Detection annotation listing
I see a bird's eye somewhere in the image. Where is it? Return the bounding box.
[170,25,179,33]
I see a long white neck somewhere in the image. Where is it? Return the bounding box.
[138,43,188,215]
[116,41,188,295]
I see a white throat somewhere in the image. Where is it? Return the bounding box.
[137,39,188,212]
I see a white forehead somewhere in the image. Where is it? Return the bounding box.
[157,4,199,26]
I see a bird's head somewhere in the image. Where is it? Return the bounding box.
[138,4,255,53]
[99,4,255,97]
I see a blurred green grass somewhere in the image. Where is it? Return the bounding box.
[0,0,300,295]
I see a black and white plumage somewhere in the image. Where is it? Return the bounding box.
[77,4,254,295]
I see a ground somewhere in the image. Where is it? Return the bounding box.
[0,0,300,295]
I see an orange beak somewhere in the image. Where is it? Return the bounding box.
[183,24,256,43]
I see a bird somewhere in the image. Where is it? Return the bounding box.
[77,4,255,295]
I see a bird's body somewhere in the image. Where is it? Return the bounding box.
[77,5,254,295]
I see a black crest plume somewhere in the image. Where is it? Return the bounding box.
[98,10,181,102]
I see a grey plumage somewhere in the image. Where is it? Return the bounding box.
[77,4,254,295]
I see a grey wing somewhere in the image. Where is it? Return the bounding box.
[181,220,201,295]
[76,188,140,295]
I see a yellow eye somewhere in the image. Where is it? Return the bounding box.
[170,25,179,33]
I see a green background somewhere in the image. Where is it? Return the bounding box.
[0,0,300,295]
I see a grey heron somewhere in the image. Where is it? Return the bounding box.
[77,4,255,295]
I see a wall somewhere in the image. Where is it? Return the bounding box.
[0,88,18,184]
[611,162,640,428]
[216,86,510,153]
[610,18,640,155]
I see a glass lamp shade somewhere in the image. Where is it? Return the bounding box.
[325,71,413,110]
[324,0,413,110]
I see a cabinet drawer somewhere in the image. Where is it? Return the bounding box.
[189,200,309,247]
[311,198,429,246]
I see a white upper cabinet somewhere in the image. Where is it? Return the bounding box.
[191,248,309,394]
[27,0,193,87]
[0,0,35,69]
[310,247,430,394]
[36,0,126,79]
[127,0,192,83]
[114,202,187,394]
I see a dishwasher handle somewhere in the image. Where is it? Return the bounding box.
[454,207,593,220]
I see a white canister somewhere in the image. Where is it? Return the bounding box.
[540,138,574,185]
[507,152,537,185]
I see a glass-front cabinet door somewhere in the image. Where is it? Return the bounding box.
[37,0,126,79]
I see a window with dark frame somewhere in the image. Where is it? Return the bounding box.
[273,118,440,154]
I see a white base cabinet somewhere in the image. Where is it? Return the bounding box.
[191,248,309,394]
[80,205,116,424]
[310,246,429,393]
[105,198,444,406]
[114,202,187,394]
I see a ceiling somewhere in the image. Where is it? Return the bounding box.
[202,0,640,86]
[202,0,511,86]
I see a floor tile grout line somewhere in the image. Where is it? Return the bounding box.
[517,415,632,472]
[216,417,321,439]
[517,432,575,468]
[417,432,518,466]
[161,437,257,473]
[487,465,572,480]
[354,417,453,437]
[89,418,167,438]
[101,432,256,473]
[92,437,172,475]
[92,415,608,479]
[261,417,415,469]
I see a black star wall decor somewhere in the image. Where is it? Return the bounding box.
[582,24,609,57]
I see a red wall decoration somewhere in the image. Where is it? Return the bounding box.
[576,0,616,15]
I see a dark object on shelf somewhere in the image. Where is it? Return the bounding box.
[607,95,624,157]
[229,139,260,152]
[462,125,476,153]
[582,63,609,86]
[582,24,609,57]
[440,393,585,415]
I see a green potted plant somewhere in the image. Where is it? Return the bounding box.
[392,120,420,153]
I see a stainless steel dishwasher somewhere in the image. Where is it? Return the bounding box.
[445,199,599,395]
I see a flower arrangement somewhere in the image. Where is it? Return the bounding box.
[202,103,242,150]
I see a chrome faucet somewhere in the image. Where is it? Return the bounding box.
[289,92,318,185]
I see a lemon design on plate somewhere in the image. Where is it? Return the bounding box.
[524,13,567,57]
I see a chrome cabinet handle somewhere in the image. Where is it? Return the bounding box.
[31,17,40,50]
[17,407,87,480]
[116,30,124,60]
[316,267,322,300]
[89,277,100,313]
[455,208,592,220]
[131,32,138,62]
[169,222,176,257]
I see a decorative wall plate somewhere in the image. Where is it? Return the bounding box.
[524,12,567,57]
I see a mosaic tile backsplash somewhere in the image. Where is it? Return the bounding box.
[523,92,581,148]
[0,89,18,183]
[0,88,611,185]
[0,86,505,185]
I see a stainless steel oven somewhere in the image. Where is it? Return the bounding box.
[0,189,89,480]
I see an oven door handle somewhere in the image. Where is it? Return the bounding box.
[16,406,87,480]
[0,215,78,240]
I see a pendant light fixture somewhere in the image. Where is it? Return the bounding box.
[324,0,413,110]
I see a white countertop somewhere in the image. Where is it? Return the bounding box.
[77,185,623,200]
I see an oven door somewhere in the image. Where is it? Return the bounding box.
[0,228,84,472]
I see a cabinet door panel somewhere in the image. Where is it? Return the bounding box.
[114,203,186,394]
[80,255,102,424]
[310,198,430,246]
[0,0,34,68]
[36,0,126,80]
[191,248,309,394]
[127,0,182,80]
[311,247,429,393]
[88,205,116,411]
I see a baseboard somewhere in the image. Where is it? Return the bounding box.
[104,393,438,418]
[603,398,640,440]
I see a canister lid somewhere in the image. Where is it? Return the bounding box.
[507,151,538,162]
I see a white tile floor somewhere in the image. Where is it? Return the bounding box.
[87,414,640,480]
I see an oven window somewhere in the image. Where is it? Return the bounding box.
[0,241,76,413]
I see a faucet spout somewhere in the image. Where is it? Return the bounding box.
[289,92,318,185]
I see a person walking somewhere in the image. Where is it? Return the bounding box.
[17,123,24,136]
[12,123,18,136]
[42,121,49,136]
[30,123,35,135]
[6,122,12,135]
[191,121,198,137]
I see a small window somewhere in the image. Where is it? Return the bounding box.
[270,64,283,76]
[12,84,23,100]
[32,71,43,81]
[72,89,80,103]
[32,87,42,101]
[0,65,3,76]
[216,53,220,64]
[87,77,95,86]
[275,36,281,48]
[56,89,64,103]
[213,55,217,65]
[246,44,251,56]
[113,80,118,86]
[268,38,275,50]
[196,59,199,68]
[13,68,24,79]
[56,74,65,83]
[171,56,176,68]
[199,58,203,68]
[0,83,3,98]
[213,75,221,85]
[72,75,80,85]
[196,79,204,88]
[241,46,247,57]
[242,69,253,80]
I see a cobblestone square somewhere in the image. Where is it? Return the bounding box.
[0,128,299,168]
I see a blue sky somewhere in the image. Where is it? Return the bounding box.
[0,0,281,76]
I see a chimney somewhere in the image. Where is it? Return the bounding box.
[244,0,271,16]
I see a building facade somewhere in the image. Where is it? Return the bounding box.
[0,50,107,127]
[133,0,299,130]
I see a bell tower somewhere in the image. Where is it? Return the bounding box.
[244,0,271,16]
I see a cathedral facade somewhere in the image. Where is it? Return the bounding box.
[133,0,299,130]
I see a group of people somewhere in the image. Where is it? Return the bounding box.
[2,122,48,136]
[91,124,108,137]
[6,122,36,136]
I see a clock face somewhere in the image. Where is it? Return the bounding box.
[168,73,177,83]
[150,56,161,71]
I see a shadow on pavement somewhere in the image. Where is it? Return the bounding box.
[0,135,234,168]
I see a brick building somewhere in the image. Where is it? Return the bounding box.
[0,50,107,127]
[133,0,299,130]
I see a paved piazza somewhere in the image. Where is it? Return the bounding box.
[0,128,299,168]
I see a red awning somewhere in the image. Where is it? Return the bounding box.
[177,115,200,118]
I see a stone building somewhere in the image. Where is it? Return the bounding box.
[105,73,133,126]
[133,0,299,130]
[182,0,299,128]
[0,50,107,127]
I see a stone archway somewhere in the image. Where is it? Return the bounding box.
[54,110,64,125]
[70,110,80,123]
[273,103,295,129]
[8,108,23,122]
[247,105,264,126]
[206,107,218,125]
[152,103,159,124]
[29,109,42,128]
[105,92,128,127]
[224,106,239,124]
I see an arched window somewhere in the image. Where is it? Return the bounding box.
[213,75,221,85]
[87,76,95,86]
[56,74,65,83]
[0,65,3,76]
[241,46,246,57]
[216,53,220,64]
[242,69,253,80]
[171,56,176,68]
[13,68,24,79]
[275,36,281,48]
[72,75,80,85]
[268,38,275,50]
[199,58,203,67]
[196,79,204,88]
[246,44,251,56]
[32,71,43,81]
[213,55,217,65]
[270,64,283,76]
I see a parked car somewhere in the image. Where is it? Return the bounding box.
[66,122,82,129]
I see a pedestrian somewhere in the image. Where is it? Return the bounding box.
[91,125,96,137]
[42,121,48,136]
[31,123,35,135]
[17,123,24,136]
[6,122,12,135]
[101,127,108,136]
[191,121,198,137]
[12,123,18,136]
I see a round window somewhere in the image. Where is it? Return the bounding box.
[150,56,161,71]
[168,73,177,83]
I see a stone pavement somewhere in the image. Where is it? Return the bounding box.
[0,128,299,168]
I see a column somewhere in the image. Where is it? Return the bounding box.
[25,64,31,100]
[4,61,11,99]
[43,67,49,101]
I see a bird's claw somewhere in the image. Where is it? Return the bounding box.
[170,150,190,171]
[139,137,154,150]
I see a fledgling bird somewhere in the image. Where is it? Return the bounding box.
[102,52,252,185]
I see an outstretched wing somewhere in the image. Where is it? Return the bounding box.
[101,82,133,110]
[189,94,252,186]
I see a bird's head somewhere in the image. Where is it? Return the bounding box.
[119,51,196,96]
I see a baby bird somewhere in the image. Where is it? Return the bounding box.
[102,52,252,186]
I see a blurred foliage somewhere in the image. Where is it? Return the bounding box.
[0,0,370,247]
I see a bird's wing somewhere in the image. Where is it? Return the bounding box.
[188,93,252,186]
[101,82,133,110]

- _EXERCISE BRIEF_: Quote everything in the listing from the line containing "I see a clock" down to the line containing "[224,106,239,124]", with both of those lines included.

- _OUTPUT OF THE TASK_:
I see a clock face somewhere in the image. Where is it? Return the bounding box.
[168,73,177,83]
[150,56,161,71]
I see a shadow on pavement somewhere in the image. Where is it? Return the bounding box.
[0,135,234,168]
I see a brick building somewhere in the image. Where is it? Return the bounding box.
[0,50,107,127]
[133,0,299,130]
I see a paved piazza somewhere in the image. Where is it? Return the bounding box.
[0,128,299,168]
I see a red awning somewhere in the image. Where is it? Return the bounding box.
[177,115,200,118]
I see a stone building somewhere in the image. Where is it? Return the bounding box.
[105,73,133,126]
[133,0,299,130]
[182,0,299,128]
[0,50,107,127]
I see a stone archway somewhere in the image. Where is it? Return the bounding box.
[54,110,64,125]
[70,110,80,123]
[273,103,295,129]
[8,108,23,122]
[247,105,264,126]
[206,107,218,125]
[152,103,159,124]
[29,109,42,128]
[105,92,128,127]
[224,106,239,124]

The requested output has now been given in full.